Exercise goal = Rescale the listing below by copying every line, requests included, and multiplying each bounding-box pixel coordinate in the answers by 1.85. Round each product to the nearest whole number, rounding halves up, and leave all other numbers as they are.

Records shown =
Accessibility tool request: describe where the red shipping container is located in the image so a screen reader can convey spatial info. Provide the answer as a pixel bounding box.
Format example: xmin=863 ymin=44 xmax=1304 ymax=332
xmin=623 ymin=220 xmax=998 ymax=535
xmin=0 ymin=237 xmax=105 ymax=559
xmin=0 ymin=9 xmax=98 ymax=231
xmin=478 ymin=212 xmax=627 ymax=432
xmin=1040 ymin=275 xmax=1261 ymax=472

Response =
Accessibility tool request: describe where the red shipping container is located in the image so a screen reader can convey spatial info. Provide the answer as a pixel bounding box.
Format example: xmin=863 ymin=44 xmax=1304 ymax=332
xmin=1153 ymin=407 xmax=1846 ymax=990
xmin=0 ymin=438 xmax=194 ymax=1034
xmin=0 ymin=17 xmax=181 ymax=427
xmin=884 ymin=392 xmax=1160 ymax=799
xmin=1924 ymin=509 xmax=2333 ymax=873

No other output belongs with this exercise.